## Required work
1. According to the resume screening page, which two techniques does the system use to match resumes with job descriptions?
2. Rewrite all the rows below, replacing "pick out" with "mark" wherever it occurs and changing nothing else.
++++ Page text ++++
# Resume Screening AI

An NLP-based system that matches resumes with job descriptions using
TF-IDF and cosine similarity.  
This project simulates how Applicant Tracking Systems (ATS) work.

## 1. Install & Import Libraries

In [1]:
!pip install nltk PyPDF2 scikit-learn



In [2]:
import PyPDF2
import nltk
import re
import numpy as np

from nltk.corpus import stopwords
from sklearn.feature_extraction.text import TfidfVectorizer
from sklearn.metrics.pairwise import cosine_similarity

## 2. Upload Resume PDF

In [3]:
from google.colab import files

uploaded = files.upload()

Saving Resume.pdf to Resume (1).pdf


## 3. Extract Resume Text

In [4]:
def extract_text_from_pdf(pdf_path):
    reader = PyPDF2.PdfReader(pdf_path)
    text = ""
    for page in reader.pages:
        text += page.extract_text()
    return text

pdf_name = list(uploaded.keys())[0]
resume_text = extract_text_from_pdf(pdf_name)

print(resume_text[:500])  # preview

Gunjan Saroliya
B.Tech – Information and Communication Technology
/envel⌢pe202201225@dau.ac.in /linkedinlinkedin.com/in/gunjan-saroliya /githubgithub.com/Gunjan5403
Education
Dhirubhai Ambani University 2022 - Present
CPI: 6.51 Gandhinagar, Gujarat
Alpha High school (GHSEB) 2021 - 2022
Percentage : 84.46 Junagadh, Gujarat
Noble primary school (GSEB) 2019 - 2020
Percentage : 85.17 Junagadh, Gujarat
Experience
Aed-it Business Solution Pvt. Ltd. May 2025 – July 2025
Software Engineer Rajkot, Gujara


## 4. Text Preprocessing

In [5]:
nltk.download('stopwords')
++++ Record list ++++
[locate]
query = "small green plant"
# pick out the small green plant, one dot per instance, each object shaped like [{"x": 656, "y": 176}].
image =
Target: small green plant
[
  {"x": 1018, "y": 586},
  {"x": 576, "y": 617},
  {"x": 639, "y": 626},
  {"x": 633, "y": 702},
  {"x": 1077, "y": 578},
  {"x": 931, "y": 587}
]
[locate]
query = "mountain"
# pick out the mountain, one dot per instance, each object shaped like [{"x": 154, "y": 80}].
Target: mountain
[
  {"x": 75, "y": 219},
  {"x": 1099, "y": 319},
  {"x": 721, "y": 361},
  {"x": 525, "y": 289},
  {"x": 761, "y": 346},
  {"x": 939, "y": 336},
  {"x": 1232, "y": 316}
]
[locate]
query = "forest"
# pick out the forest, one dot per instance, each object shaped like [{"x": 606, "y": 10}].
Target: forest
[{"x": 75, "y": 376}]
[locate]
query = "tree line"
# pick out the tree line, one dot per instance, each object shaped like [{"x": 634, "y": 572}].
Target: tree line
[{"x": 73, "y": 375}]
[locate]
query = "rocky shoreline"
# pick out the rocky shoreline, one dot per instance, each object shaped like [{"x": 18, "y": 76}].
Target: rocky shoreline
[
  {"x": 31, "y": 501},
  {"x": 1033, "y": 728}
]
++++
## Solution list
1. TF-IDF and cosine similarity.

2.
[locate]
query = "small green plant"
# mark the small green plant, one dot per instance, each object shaped like [{"x": 656, "y": 176}].
image =
Target: small green plant
[
  {"x": 1018, "y": 586},
  {"x": 576, "y": 617},
  {"x": 639, "y": 626},
  {"x": 633, "y": 702},
  {"x": 1077, "y": 578},
  {"x": 931, "y": 587}
]
[locate]
query = "mountain"
# mark the mountain, one dot per instance, each object shaped like [{"x": 154, "y": 80}].
Target: mountain
[
  {"x": 75, "y": 219},
  {"x": 1099, "y": 319},
  {"x": 721, "y": 361},
  {"x": 525, "y": 289},
  {"x": 761, "y": 346},
  {"x": 939, "y": 336},
  {"x": 1232, "y": 316}
]
[locate]
query = "forest"
# mark the forest, one dot per instance, each object shaped like [{"x": 606, "y": 10}].
Target: forest
[{"x": 75, "y": 376}]
[locate]
query = "tree line"
# mark the tree line, one dot per instance, each object shaped like [{"x": 634, "y": 572}].
Target: tree line
[{"x": 73, "y": 375}]
[locate]
query = "rocky shoreline"
# mark the rocky shoreline, one dot per instance, each object shaped like [{"x": 18, "y": 76}].
Target: rocky shoreline
[
  {"x": 31, "y": 501},
  {"x": 1033, "y": 728}
]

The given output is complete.